Document extract section start
The settings such as the mesh and boundary conditions are the same for Transient, TT and Steady. Figure 3 shows the mesh grids in the blade to blade view. The H-O-H type grid is employed to ensure grids of high quality. A grid template is adopted to ensure that grids of different designs in space have the same topology, and thus similar grid quality can be guaranteed. To take care of the boundary effects, the first cell to the wall is set to 0.003 mm, correspondingly, the dimensionless distance of the first cell to the wall (ANSYS CFX-Solver Modeling Guide 2011), which is often denoted by y⁺, is less than 2.8, i.e., y⁺ < 2.8. The total number of grid cells is about 760,000.

To simulate the flight cruise condition, the flow conditions were set by referring to E³ (short for Energy Efficient Engine) turbine stages (Cherry et al. 1982). Specifically, the real gas law is applied. A uniform total pressure and total temperature is imposed at the stator inlet as 106.5 kPa and 873.15 K, respectively. An averaged pressure of 75.86 kPa was set at the rotor outlet. The interface between adjacent stators and rotors are set as rotational periodicity. For the steady flow solver of Steady, the residual error of performance indicators (e.g. the loss in (6)) is set less than 10⁻⁶ and 300 iteration steps are imposed to ensure convergence. For the transient flow solver as TT and Transient, the same residual error threshold is imposed. Meanwhile, the minimum physical time step is set as 42 in one period that one rotor blade can pass a pitch of the stator blade. 20 periods were calculated to ensure the iteration convergence.

5 Dataset selection for a turbine stage

The multi-fidelity dataset selection was conducted based upon the surrogate accuracy of the turbine stage loss.
Document extract section end
Given entries section start
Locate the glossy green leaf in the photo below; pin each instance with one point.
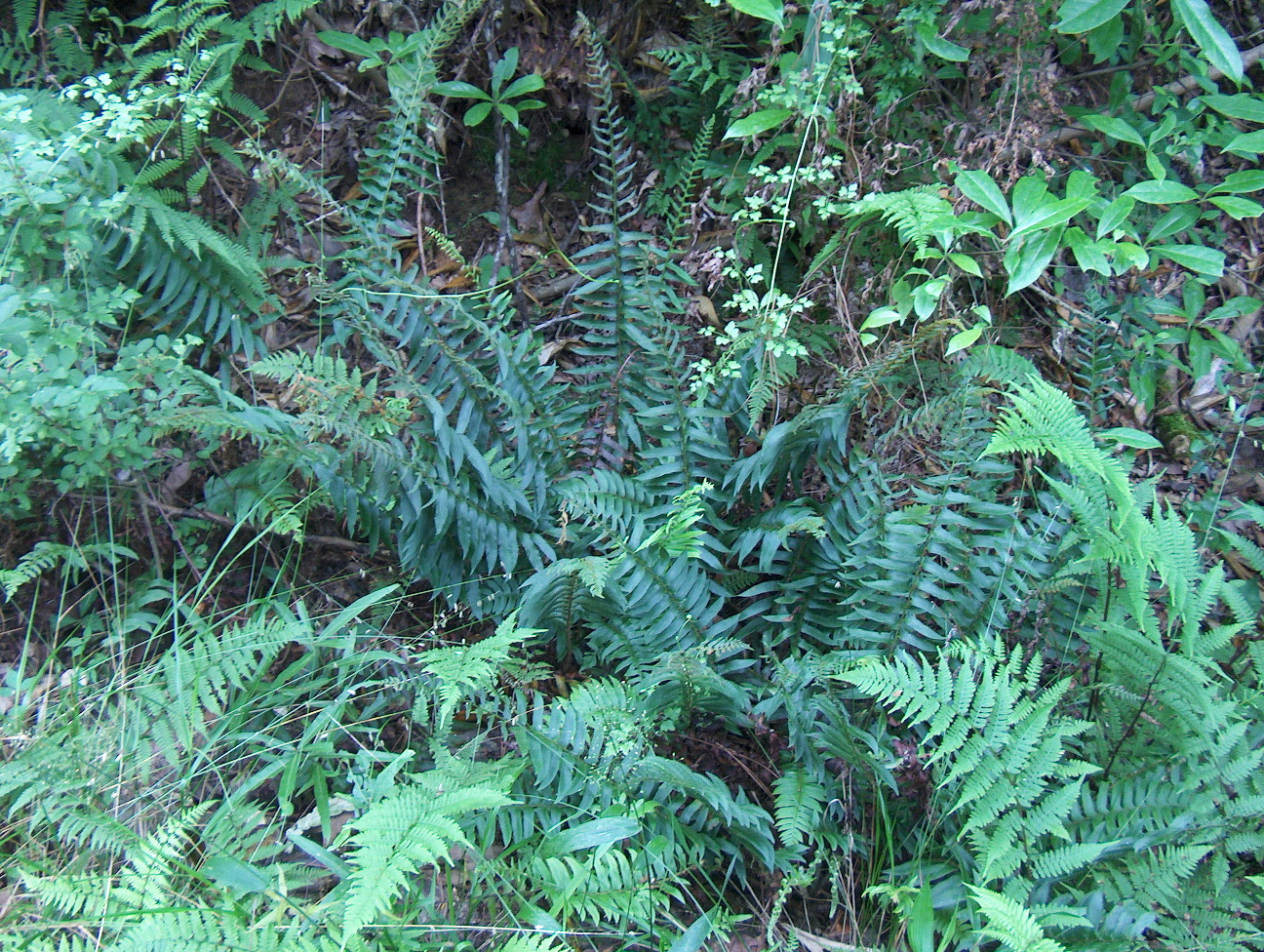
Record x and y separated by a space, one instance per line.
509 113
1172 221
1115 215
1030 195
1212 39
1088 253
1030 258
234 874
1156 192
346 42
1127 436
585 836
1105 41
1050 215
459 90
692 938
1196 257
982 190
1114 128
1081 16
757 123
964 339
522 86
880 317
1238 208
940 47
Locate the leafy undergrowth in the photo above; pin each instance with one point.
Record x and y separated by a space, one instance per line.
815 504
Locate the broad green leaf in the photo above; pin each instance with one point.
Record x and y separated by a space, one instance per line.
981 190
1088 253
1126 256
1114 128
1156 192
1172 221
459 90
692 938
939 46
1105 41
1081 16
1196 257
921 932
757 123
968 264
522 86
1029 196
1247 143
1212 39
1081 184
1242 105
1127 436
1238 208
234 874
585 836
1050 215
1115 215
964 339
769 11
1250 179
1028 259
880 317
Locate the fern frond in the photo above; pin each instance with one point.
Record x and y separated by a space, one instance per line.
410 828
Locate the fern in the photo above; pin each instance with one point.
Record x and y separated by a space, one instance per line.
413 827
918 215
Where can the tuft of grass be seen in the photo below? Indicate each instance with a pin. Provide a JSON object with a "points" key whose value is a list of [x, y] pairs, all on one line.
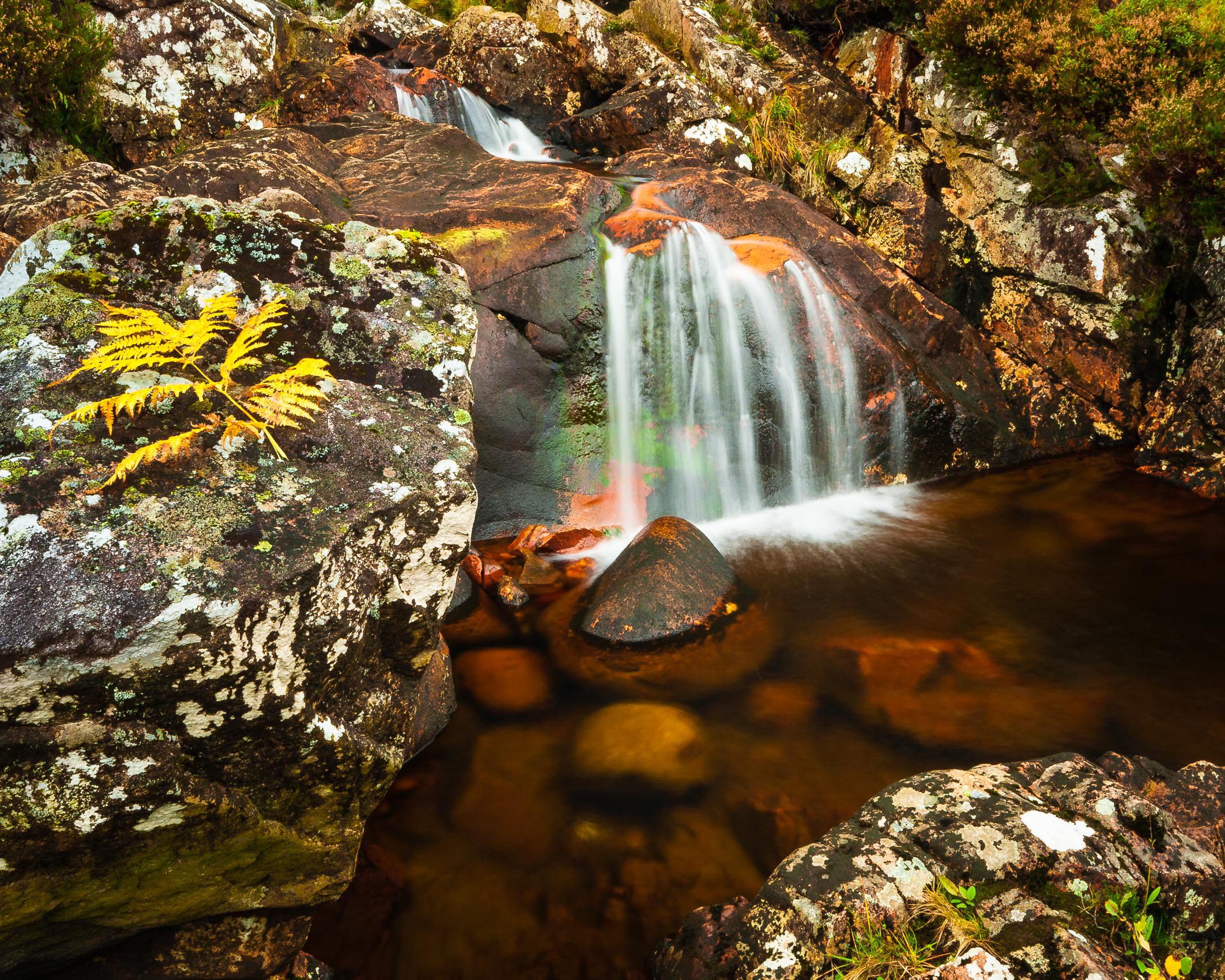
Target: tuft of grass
Given entries section end
Problem set:
a) Copy the part of the turbine stage text from "5 Dataset selection" to "turbine stage loss." with no changes.
b) Using the turbine stage text, say yes or no to each statement and quote the words that decide it: (i) the total number of grid cells is about 760,000; (ii) the steady flow solver is run for 20 periods; (iii) an averaged pressure of 106.5 kPa was set at the rotor outlet.

Written answers:
a)
5 Dataset selection for a turbine stage

The multi-fidelity dataset selection was conducted based upon the surrogate accuracy of the turbine stage loss.

b)
(i) Yes: "The total number of grid cells is about 760,000."
(ii) No: "For the steady flow solver of Steady, the residual error of performance indicators (e.g. the loss in (6)) is set less than 10⁻⁶ and 300 iteration steps are imposed to ensure convergence."
(iii) No: "An averaged pressure of 75.86 kPa was set at the rotor outlet."